SET PROBLEM: Retype the material from its first line down to and including the line that contains "xmin=677 ymin=714 xmax=705 ymax=927". Omit the pictures.

RECORDS PROVIDED:
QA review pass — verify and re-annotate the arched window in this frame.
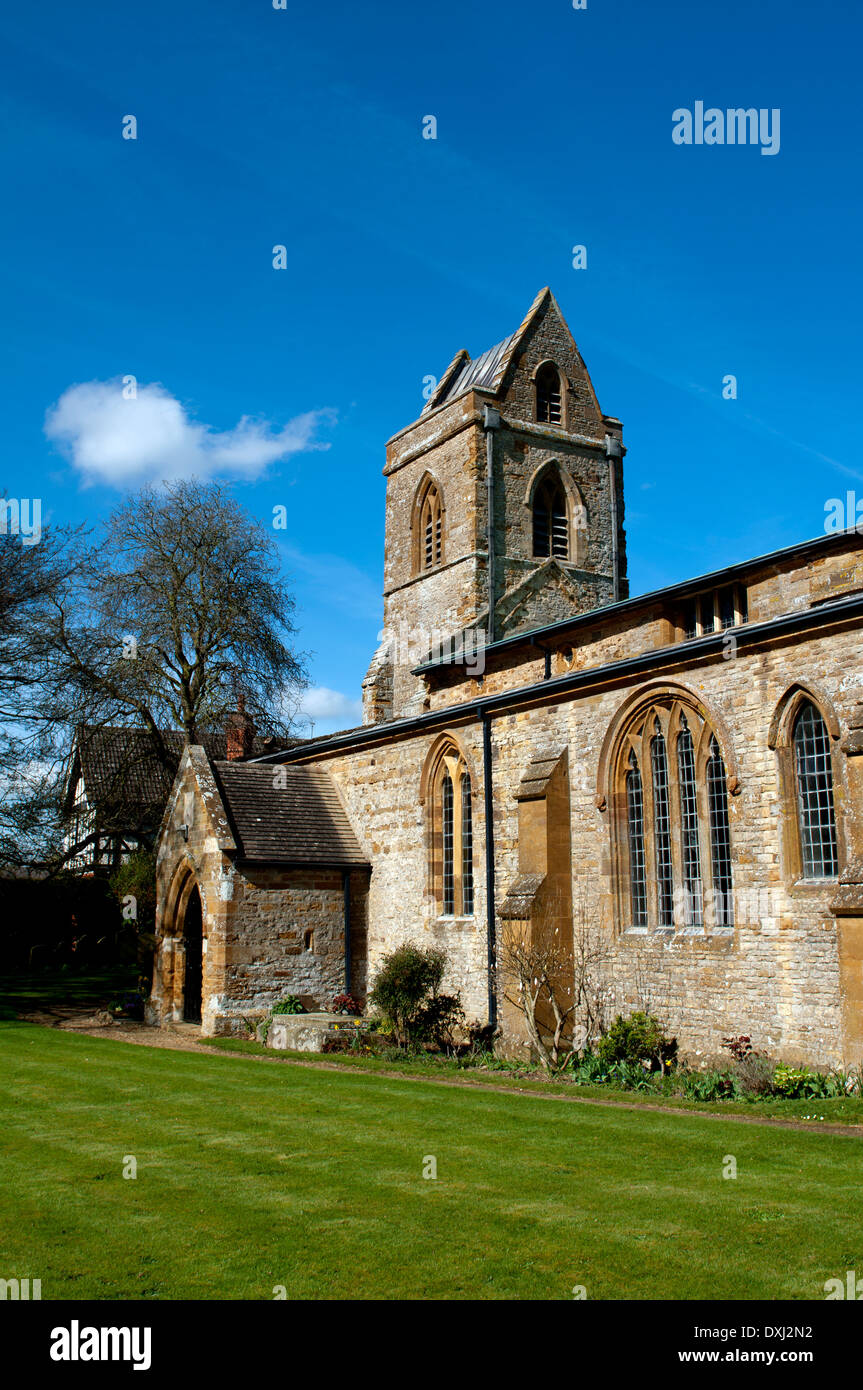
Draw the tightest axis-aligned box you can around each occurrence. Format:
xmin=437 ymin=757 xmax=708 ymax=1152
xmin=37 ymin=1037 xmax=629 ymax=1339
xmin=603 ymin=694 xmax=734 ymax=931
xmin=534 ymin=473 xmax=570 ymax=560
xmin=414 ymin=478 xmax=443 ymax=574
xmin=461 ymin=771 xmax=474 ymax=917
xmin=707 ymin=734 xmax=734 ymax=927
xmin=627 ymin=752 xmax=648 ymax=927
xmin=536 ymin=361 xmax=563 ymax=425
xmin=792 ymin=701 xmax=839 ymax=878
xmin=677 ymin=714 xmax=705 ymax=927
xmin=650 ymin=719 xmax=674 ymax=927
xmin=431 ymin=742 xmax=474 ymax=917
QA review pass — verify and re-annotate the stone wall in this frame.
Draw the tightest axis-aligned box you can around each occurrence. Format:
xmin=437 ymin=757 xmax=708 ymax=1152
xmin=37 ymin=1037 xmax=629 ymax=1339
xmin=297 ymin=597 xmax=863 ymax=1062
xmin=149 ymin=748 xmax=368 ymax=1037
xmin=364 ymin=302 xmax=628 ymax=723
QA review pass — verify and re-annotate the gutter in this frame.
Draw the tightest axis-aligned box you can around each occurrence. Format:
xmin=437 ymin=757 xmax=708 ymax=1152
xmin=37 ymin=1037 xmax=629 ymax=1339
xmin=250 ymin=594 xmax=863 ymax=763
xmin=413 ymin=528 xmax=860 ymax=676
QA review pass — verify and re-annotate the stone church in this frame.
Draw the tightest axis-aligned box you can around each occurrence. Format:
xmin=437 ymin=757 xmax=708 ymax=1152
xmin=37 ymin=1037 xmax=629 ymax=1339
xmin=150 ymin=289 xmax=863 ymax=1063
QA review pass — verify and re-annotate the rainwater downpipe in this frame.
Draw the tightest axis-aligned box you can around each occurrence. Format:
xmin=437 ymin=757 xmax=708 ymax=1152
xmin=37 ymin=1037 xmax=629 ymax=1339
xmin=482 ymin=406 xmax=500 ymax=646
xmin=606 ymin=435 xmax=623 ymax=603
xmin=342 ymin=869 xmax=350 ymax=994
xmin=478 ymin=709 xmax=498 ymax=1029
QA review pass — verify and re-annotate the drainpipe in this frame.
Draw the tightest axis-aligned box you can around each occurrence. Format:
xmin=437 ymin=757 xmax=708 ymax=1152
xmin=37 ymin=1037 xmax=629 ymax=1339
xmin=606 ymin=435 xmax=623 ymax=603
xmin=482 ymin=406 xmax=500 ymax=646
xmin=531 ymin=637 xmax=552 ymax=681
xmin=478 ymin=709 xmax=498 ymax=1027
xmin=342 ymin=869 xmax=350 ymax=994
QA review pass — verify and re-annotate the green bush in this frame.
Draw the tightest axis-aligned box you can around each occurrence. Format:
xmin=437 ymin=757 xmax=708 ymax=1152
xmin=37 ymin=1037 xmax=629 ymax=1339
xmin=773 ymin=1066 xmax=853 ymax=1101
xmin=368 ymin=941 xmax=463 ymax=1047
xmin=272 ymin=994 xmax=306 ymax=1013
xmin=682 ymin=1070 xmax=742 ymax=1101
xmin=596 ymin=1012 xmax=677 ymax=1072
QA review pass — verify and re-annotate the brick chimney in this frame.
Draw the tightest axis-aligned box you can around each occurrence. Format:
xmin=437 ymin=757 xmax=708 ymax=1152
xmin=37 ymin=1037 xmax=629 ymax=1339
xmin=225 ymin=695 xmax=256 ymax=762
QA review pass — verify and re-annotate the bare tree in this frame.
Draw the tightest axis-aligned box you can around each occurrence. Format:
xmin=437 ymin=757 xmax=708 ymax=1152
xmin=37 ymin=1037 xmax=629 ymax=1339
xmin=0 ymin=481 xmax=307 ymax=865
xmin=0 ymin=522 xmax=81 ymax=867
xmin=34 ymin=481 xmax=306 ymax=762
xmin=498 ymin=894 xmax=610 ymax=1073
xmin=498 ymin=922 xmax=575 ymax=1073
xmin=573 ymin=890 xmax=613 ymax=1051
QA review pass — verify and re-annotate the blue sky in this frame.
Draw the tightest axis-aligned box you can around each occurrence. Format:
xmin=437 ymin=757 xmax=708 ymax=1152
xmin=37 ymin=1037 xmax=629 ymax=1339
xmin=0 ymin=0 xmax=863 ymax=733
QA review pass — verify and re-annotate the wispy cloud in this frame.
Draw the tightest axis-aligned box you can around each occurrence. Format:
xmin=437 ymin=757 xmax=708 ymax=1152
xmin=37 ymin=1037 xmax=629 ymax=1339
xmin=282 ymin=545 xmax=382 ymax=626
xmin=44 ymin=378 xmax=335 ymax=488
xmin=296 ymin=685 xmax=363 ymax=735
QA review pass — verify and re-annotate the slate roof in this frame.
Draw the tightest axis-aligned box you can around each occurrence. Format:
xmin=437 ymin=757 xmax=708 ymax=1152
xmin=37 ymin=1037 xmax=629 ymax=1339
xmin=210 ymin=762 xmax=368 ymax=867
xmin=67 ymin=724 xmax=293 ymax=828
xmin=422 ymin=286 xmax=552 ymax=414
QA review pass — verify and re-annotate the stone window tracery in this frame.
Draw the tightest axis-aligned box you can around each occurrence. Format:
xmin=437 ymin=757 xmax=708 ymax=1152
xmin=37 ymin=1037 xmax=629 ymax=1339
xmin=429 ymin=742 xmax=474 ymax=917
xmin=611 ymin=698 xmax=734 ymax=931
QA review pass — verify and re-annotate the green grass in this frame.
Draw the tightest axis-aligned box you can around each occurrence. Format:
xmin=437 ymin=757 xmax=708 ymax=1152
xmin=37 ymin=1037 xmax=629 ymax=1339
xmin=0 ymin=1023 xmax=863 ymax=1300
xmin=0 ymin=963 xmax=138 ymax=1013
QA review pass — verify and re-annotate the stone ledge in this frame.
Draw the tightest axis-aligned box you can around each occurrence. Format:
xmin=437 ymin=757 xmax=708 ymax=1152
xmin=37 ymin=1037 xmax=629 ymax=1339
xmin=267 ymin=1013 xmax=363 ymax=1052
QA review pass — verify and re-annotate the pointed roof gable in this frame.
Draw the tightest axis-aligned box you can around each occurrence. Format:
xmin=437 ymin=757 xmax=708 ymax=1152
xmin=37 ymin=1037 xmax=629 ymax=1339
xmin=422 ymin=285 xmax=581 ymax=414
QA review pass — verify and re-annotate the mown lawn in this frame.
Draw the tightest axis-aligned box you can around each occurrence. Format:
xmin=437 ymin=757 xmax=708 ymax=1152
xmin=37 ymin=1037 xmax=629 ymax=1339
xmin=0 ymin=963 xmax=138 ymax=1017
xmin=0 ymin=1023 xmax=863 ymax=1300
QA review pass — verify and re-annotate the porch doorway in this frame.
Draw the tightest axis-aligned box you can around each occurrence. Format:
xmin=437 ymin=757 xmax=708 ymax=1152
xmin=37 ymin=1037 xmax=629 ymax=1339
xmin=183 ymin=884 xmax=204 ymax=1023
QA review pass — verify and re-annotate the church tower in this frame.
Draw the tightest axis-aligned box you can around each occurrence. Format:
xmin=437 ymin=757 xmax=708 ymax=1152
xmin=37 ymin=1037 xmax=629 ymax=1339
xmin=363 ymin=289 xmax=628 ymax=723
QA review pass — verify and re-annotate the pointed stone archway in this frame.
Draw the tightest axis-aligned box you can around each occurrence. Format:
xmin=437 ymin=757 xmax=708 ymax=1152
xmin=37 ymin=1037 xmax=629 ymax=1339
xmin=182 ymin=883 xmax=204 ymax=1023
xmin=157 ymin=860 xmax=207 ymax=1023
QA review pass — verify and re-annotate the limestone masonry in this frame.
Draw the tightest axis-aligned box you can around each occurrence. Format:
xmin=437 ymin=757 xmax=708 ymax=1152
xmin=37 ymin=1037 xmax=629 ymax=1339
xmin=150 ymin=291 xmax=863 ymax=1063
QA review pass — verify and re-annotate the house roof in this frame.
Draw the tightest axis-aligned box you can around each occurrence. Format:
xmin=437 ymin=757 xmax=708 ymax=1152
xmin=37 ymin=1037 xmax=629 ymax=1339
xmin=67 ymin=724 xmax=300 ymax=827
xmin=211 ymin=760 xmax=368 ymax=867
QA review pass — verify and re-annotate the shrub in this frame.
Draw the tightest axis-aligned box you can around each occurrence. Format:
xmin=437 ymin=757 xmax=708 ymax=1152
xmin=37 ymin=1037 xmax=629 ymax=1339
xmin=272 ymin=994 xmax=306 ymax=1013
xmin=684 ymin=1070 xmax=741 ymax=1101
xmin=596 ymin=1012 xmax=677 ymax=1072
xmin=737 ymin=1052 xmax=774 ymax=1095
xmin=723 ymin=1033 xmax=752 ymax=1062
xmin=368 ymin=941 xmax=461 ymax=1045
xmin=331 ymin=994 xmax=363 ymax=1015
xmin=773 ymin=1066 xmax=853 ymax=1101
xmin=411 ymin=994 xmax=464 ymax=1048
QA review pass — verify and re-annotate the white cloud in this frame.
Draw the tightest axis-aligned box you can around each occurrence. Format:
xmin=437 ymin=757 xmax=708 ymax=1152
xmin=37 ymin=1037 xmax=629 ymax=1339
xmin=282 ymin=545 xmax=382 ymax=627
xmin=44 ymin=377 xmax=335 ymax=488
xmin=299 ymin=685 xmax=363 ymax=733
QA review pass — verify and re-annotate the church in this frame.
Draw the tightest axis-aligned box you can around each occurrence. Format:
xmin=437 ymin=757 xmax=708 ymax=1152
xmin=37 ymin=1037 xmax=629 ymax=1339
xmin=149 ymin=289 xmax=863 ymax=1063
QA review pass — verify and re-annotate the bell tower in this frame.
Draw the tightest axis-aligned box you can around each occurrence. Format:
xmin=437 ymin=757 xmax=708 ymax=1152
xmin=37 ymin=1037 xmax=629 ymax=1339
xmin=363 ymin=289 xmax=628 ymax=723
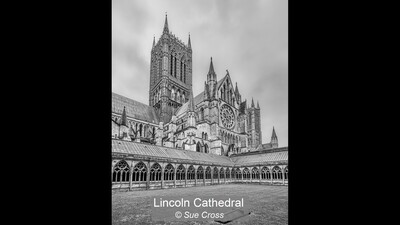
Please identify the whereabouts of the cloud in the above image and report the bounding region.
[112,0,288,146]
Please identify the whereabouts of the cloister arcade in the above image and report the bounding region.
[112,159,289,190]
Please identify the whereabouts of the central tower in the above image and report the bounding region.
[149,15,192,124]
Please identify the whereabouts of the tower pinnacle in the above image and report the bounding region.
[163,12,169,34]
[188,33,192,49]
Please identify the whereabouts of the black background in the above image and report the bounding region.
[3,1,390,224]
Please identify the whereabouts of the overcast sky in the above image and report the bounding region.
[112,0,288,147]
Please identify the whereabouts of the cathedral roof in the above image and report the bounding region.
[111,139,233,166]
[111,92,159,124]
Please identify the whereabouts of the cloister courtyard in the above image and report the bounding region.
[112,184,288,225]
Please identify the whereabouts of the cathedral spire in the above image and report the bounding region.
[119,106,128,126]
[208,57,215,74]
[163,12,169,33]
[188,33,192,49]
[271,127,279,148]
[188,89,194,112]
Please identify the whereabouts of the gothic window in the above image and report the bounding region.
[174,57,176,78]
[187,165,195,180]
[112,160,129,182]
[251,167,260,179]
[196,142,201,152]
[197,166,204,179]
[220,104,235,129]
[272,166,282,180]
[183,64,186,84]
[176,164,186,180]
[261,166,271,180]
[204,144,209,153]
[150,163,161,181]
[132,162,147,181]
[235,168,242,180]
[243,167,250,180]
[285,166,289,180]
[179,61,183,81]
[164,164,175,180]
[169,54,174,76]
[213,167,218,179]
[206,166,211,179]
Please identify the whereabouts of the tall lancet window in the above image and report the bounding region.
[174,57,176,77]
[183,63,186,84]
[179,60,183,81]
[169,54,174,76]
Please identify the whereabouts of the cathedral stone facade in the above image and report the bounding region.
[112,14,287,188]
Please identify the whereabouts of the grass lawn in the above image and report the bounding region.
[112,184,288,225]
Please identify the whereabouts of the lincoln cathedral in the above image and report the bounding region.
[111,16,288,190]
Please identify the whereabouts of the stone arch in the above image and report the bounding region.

TASK RESULT:
QA review pass — verify and re-annotate the arched window in this frame.
Draw the tightest axis-aligned box you can around each occurrence. Format:
xmin=437 ymin=757 xmax=708 ymax=1152
xmin=37 ymin=1037 xmax=629 ymax=1339
xmin=603 ymin=694 xmax=734 ymax=931
xmin=534 ymin=473 xmax=570 ymax=560
xmin=414 ymin=478 xmax=443 ymax=574
xmin=461 ymin=771 xmax=474 ymax=917
xmin=707 ymin=734 xmax=734 ymax=927
xmin=627 ymin=752 xmax=648 ymax=927
xmin=536 ymin=361 xmax=563 ymax=425
xmin=792 ymin=701 xmax=839 ymax=878
xmin=677 ymin=714 xmax=705 ymax=927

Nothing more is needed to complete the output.